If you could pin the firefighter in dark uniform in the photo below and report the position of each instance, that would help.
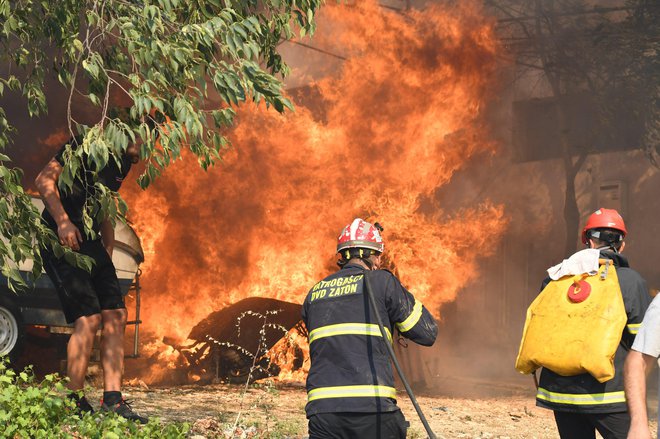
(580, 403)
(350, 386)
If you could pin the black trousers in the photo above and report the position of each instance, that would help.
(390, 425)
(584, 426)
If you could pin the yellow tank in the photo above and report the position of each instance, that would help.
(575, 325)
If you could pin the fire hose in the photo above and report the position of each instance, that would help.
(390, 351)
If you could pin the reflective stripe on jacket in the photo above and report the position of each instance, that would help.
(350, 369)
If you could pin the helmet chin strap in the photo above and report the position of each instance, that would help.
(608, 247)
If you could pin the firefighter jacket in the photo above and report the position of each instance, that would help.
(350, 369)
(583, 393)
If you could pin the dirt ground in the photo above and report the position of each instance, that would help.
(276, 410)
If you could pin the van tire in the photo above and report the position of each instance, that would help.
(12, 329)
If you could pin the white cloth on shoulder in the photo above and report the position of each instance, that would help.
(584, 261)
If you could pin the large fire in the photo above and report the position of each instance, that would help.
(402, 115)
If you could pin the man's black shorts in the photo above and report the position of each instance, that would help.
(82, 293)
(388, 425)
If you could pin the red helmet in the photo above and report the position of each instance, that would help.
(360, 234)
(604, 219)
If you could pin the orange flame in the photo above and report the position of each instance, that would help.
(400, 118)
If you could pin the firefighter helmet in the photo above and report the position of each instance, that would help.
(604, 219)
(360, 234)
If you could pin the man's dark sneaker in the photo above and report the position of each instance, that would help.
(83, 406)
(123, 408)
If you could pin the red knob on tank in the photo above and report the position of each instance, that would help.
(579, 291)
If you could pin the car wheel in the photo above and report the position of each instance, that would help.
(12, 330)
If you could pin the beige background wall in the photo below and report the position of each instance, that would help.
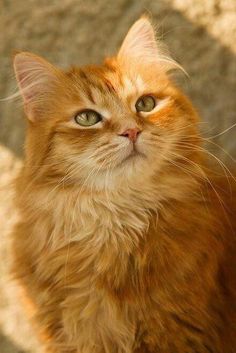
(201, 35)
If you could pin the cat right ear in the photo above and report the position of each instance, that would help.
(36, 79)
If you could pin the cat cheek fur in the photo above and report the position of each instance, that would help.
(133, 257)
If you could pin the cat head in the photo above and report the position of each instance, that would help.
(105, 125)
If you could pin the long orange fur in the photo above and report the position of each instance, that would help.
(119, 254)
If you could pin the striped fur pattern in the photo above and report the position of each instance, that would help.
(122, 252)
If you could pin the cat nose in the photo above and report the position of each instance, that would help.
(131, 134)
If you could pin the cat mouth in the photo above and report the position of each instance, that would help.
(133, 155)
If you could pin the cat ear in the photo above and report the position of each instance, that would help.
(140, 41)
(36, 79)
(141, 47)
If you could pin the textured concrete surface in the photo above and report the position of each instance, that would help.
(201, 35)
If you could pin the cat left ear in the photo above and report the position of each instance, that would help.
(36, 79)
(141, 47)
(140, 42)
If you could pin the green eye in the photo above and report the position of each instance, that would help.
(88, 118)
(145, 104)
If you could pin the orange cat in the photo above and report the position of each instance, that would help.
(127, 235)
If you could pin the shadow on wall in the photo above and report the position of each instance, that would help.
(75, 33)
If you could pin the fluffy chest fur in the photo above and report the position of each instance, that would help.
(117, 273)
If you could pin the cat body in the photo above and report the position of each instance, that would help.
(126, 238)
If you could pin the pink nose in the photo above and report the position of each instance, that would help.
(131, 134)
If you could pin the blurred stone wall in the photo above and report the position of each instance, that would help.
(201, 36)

**Task details**:
Return the material exactly as given, apart from the pictures.

**Exercise solution**:
If you could pin the firefighter in dark uniform in the photo below and report the position of each instance, that would help.
(580, 403)
(350, 386)
If you could pin the black trousers in the photo above and report the position of each instance, that would help.
(390, 425)
(584, 426)
If you could pin the yellow tank in the photo above and report the position of each instance, that would help.
(575, 325)
If you could pin the fire hose in the photo above and report the position of each instance, that would help.
(390, 351)
If you could pin the reflective stripe on jacket in the photo above and report the position of each instance, that would help.
(350, 369)
If you could pin the helmet chin strap in the photo above and report the position of each instance, that would help.
(608, 247)
If you could pin the firefighter jacket in the photo above and report the position of each instance, that would help.
(350, 369)
(583, 393)
If you could pin the dirt ground in the photo above and report the position of each instance, that would help.
(276, 410)
If you could pin the van tire in the photo above and report the position of each instance, that would help.
(12, 329)
If you could pin the white cloth on shoulder in the photo above and report the position of each instance, that would help.
(584, 261)
If you could pin the large fire in the photo above and report the position of each instance, that would help.
(402, 115)
If you could pin the man's black shorts in the photo above and report the position of each instance, that would help.
(82, 293)
(388, 425)
If you could pin the red helmet in the photo above and report the position of each instance, that would help.
(360, 234)
(604, 219)
If you could pin the orange flame in the photo above and report the position of each instance, that would help.
(400, 118)
If you could pin the firefighter helmet in the photo above and report the position of each instance, that would help.
(604, 219)
(360, 234)
If you could pin the man's dark sneaker in the photo above and report the position of each instance, that would help.
(83, 406)
(123, 408)
If you could pin the red knob on tank in the photo above and report the position of each instance, that would help.
(579, 291)
If you could pin the car wheel in the photo above and report the position of each instance, that would help.
(12, 330)
If you could pin the beige background wall in the photo below and report the position of each instance, that would help.
(201, 35)
If you could pin the cat right ear in the photo above and report the position of each instance, that would help.
(36, 79)
If you could pin the cat cheek fur in the photo above and report the position of each instance, that would help.
(133, 257)
If you could pin the cat head in the photo above and report the position of each instance, that would help.
(105, 125)
If you could pin the long orange fur in the photo above and report the position of each instance, that would help.
(119, 254)
If you could pin the striped fur pattern in the photo above and report the position of each instance, that would help.
(122, 252)
If you could pin the cat nose in the photo above and report the position of each instance, that would help.
(131, 134)
If you could pin the cat mouth in the photo above and report the position of each instance, that would help.
(133, 155)
If you could pin the cat ear in the photo above and report the position of each instance, that would help.
(140, 41)
(36, 79)
(141, 47)
If you could pin the textured concrete surface in the photo above and report the position of each instance, that would help.
(201, 35)
If you could pin the cat left ear in the photo above and report the position of each instance, that would help.
(36, 79)
(141, 47)
(140, 42)
If you could pin the green eye in the photo above and report the position of each instance, that would help.
(88, 118)
(145, 104)
If you could pin the orange cat in the photo above and report the position of each instance, that would help.
(127, 235)
If you could pin the shadow on wall in the photo above and report the position of each instance, that would help.
(75, 33)
If you could pin the fluffy chest fur in the photo above and report the position of each instance, that would help.
(117, 273)
If you could pin the cat body in the photo above and report the position of each instance, that would help.
(126, 238)
If you could pin the pink nose in the photo above and report the position of each instance, that would help.
(131, 134)
If you could pin the blurred stone wall in the photo above and report the position of each instance, that would help.
(201, 36)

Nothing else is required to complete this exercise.